— REQUIRED WORK —
Your task is to output the listing word for word, with pictures excluded.

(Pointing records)
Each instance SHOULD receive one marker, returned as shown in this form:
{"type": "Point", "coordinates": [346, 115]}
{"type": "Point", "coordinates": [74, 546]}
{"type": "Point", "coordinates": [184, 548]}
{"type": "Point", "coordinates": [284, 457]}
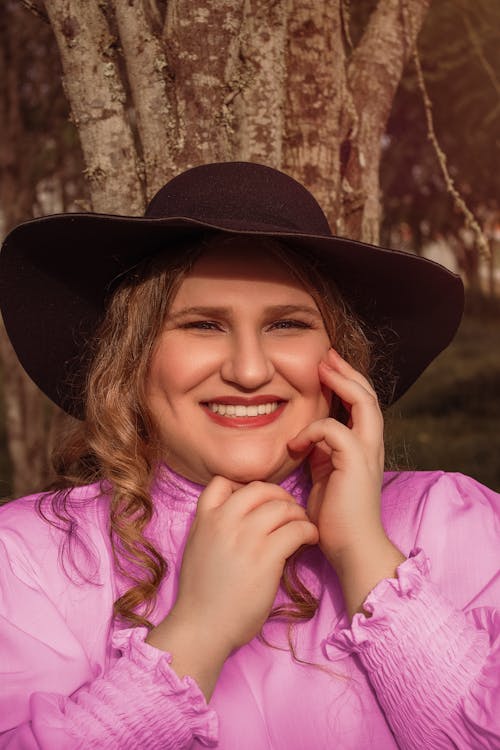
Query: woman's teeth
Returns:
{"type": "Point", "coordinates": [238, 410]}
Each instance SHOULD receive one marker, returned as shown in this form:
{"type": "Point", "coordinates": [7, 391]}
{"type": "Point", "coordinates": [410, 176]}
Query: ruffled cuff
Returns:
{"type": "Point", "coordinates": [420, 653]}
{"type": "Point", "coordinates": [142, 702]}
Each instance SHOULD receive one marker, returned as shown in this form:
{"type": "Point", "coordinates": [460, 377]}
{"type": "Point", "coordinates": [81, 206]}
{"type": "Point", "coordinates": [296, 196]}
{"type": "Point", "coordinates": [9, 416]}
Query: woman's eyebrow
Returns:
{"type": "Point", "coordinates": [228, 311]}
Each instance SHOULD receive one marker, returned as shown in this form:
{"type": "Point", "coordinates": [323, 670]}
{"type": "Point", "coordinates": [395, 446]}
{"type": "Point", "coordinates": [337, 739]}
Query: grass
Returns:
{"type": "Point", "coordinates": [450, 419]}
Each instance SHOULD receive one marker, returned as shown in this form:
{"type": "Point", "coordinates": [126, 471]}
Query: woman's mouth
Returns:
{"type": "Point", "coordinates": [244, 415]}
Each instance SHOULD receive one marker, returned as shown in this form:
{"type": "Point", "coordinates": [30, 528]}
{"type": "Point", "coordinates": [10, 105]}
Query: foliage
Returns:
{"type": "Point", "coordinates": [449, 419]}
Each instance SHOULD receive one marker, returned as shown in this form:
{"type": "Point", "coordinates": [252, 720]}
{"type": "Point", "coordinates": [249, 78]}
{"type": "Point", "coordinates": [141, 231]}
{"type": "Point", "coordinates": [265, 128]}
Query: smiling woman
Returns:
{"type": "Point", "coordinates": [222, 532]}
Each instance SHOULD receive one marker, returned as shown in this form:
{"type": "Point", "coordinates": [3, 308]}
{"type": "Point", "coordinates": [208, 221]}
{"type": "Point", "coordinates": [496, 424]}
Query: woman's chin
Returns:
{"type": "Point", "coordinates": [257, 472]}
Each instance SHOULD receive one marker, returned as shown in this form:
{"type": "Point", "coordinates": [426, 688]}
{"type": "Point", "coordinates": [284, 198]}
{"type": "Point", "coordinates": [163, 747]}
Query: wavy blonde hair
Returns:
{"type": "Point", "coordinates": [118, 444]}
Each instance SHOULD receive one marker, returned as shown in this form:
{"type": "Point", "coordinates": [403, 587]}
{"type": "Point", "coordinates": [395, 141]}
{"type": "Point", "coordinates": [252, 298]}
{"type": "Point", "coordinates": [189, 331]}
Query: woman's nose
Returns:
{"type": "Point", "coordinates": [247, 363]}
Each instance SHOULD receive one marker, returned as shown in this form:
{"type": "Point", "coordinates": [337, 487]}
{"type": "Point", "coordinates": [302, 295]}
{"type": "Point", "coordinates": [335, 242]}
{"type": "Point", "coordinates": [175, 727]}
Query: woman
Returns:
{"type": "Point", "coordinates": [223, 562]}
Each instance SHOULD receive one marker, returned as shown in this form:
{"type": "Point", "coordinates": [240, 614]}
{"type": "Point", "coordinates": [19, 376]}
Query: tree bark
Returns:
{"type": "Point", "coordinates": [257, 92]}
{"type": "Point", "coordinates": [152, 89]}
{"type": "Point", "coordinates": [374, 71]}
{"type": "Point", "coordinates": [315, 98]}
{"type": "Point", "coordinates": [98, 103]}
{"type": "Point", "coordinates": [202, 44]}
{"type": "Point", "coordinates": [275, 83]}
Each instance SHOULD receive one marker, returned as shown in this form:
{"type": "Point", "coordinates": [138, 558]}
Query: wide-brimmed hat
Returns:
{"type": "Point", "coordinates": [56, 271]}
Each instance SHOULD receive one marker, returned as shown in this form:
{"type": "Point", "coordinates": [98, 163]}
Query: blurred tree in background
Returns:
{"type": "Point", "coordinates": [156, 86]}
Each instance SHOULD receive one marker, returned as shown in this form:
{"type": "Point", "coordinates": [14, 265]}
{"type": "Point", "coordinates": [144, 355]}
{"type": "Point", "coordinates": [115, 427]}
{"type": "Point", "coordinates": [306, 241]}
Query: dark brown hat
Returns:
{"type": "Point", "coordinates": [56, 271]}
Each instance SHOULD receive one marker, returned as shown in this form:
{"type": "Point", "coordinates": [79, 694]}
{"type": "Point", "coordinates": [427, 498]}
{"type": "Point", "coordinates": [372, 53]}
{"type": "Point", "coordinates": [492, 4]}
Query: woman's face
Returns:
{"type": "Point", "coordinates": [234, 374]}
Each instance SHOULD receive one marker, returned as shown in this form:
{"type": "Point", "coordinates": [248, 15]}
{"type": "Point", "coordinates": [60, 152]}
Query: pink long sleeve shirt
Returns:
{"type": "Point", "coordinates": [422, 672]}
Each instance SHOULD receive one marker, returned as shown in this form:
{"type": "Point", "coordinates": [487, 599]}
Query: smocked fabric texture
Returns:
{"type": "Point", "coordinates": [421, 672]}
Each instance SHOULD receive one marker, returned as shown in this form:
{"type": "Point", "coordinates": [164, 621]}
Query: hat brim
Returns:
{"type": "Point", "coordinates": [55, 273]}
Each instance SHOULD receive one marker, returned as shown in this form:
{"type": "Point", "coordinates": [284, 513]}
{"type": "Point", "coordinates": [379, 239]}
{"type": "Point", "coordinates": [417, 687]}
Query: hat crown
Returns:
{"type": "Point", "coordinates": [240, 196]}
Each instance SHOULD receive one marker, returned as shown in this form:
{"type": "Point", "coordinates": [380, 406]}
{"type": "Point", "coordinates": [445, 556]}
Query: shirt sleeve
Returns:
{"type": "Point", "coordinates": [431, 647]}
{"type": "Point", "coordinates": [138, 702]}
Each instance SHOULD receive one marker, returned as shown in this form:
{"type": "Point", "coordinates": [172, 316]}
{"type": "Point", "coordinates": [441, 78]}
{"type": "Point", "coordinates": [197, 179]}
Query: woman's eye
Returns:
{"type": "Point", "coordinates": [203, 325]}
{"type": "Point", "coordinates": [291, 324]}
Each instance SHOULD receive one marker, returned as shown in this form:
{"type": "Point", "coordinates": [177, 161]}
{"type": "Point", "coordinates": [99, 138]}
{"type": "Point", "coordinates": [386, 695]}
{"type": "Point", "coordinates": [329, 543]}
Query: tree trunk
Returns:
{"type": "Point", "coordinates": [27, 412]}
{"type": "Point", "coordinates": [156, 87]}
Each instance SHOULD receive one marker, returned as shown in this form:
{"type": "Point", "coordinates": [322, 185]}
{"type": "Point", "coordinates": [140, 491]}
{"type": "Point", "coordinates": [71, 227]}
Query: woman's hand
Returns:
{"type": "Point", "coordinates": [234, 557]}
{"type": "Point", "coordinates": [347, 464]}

— EXERCISE RESPONSE —
Each instance SHOULD receive one marker, returned as shown in this form:
{"type": "Point", "coordinates": [346, 115]}
{"type": "Point", "coordinates": [74, 546]}
{"type": "Point", "coordinates": [184, 548]}
{"type": "Point", "coordinates": [284, 457]}
Query: woman's teeth
Returns:
{"type": "Point", "coordinates": [238, 410]}
Each instance SHOULD receive one marker, returned as shown in this form:
{"type": "Point", "coordinates": [7, 391]}
{"type": "Point", "coordinates": [410, 176]}
Query: ruffled cuff
Returns:
{"type": "Point", "coordinates": [420, 653]}
{"type": "Point", "coordinates": [142, 702]}
Each instance SHOULD receive one marker, returned as shown in this form:
{"type": "Point", "coordinates": [460, 377]}
{"type": "Point", "coordinates": [81, 206]}
{"type": "Point", "coordinates": [296, 196]}
{"type": "Point", "coordinates": [9, 416]}
Query: woman's eyebrow
Returns:
{"type": "Point", "coordinates": [228, 311]}
Each instance SHOULD receive one marker, returned as shown in this form:
{"type": "Point", "coordinates": [323, 670]}
{"type": "Point", "coordinates": [395, 446]}
{"type": "Point", "coordinates": [337, 739]}
Query: grass
Returns:
{"type": "Point", "coordinates": [450, 419]}
Each instance SHOULD receive one marker, returned as shown in this form:
{"type": "Point", "coordinates": [126, 471]}
Query: woman's mouth
Returns:
{"type": "Point", "coordinates": [244, 415]}
Each instance SHOULD receive one marker, returned as shown in this form:
{"type": "Point", "coordinates": [30, 528]}
{"type": "Point", "coordinates": [10, 105]}
Query: foliage
Returns:
{"type": "Point", "coordinates": [449, 419]}
Each instance SHOULD receive one marker, returned as shown in this form:
{"type": "Point", "coordinates": [252, 720]}
{"type": "Point", "coordinates": [249, 78]}
{"type": "Point", "coordinates": [141, 231]}
{"type": "Point", "coordinates": [265, 128]}
Query: smiling woman
Returns:
{"type": "Point", "coordinates": [222, 532]}
Each instance SHOULD receive one marker, returned as shown in this form:
{"type": "Point", "coordinates": [3, 308]}
{"type": "Point", "coordinates": [208, 221]}
{"type": "Point", "coordinates": [496, 424]}
Query: woman's chin
Returns:
{"type": "Point", "coordinates": [257, 472]}
Each instance SHOULD receive one marker, returned as shown in this form:
{"type": "Point", "coordinates": [426, 688]}
{"type": "Point", "coordinates": [284, 198]}
{"type": "Point", "coordinates": [163, 747]}
Query: wavy blonde hair
Returns:
{"type": "Point", "coordinates": [118, 444]}
Each instance SHOULD receive one marker, returned as shown in this form:
{"type": "Point", "coordinates": [403, 587]}
{"type": "Point", "coordinates": [395, 141]}
{"type": "Point", "coordinates": [252, 298]}
{"type": "Point", "coordinates": [189, 331]}
Query: woman's nose
Returns:
{"type": "Point", "coordinates": [247, 363]}
Each instance SHOULD receive one marker, returned as shown in this form:
{"type": "Point", "coordinates": [337, 487]}
{"type": "Point", "coordinates": [302, 295]}
{"type": "Point", "coordinates": [335, 242]}
{"type": "Point", "coordinates": [175, 727]}
Query: woman
Returns:
{"type": "Point", "coordinates": [223, 562]}
Each instance SHOULD receive one marker, returned as shown in this form:
{"type": "Point", "coordinates": [240, 614]}
{"type": "Point", "coordinates": [19, 376]}
Query: tree bark
Returns:
{"type": "Point", "coordinates": [257, 92]}
{"type": "Point", "coordinates": [152, 89]}
{"type": "Point", "coordinates": [374, 71]}
{"type": "Point", "coordinates": [315, 98]}
{"type": "Point", "coordinates": [98, 103]}
{"type": "Point", "coordinates": [202, 44]}
{"type": "Point", "coordinates": [275, 83]}
Each instance SHOULD receive one marker, returned as shown in this form:
{"type": "Point", "coordinates": [138, 558]}
Query: wide-brimmed hat
Returns:
{"type": "Point", "coordinates": [56, 271]}
Each instance SHOULD receive one marker, returned as shown in this form:
{"type": "Point", "coordinates": [98, 163]}
Query: blurred tree in background
Returns:
{"type": "Point", "coordinates": [156, 86]}
Each instance SHOULD receive one marker, returned as shown in this form:
{"type": "Point", "coordinates": [14, 265]}
{"type": "Point", "coordinates": [144, 355]}
{"type": "Point", "coordinates": [115, 427]}
{"type": "Point", "coordinates": [306, 241]}
Query: dark brown hat
Returns:
{"type": "Point", "coordinates": [56, 271]}
Each instance SHOULD receive one marker, returned as shown in this form:
{"type": "Point", "coordinates": [79, 694]}
{"type": "Point", "coordinates": [427, 498]}
{"type": "Point", "coordinates": [372, 53]}
{"type": "Point", "coordinates": [492, 4]}
Query: woman's face
Returns:
{"type": "Point", "coordinates": [234, 374]}
Each instance SHOULD receive one marker, returned as shown in this form:
{"type": "Point", "coordinates": [248, 15]}
{"type": "Point", "coordinates": [60, 152]}
Query: pink long sleeve shirt
Returns:
{"type": "Point", "coordinates": [422, 672]}
Each instance SHOULD receive one marker, returned as shown in this form:
{"type": "Point", "coordinates": [487, 599]}
Query: smocked fabric texture
Returns:
{"type": "Point", "coordinates": [421, 672]}
Each instance SHOULD receive one marker, returned as shown in this form:
{"type": "Point", "coordinates": [164, 621]}
Query: hat brim
Returns:
{"type": "Point", "coordinates": [55, 273]}
Each instance SHOULD receive one marker, returned as shown in this form:
{"type": "Point", "coordinates": [284, 513]}
{"type": "Point", "coordinates": [379, 239]}
{"type": "Point", "coordinates": [417, 687]}
Query: hat crown
Returns:
{"type": "Point", "coordinates": [240, 196]}
Each instance SHOULD receive one marker, returned as shown in this form:
{"type": "Point", "coordinates": [380, 406]}
{"type": "Point", "coordinates": [445, 556]}
Query: shirt sleeve
Returns:
{"type": "Point", "coordinates": [431, 647]}
{"type": "Point", "coordinates": [138, 702]}
Each instance SHOULD receive one marker, returned as shown in this form:
{"type": "Point", "coordinates": [172, 316]}
{"type": "Point", "coordinates": [441, 78]}
{"type": "Point", "coordinates": [197, 179]}
Query: woman's eye
Returns:
{"type": "Point", "coordinates": [203, 325]}
{"type": "Point", "coordinates": [291, 324]}
Each instance SHOULD receive one marker, returned as shown in this form:
{"type": "Point", "coordinates": [177, 161]}
{"type": "Point", "coordinates": [99, 138]}
{"type": "Point", "coordinates": [386, 695]}
{"type": "Point", "coordinates": [329, 543]}
Query: tree trunk
Returns:
{"type": "Point", "coordinates": [27, 412]}
{"type": "Point", "coordinates": [156, 87]}
Each instance SHOULD receive one marker, returned as shown in this form:
{"type": "Point", "coordinates": [322, 185]}
{"type": "Point", "coordinates": [140, 491]}
{"type": "Point", "coordinates": [71, 227]}
Query: woman's hand
Returns:
{"type": "Point", "coordinates": [234, 557]}
{"type": "Point", "coordinates": [347, 464]}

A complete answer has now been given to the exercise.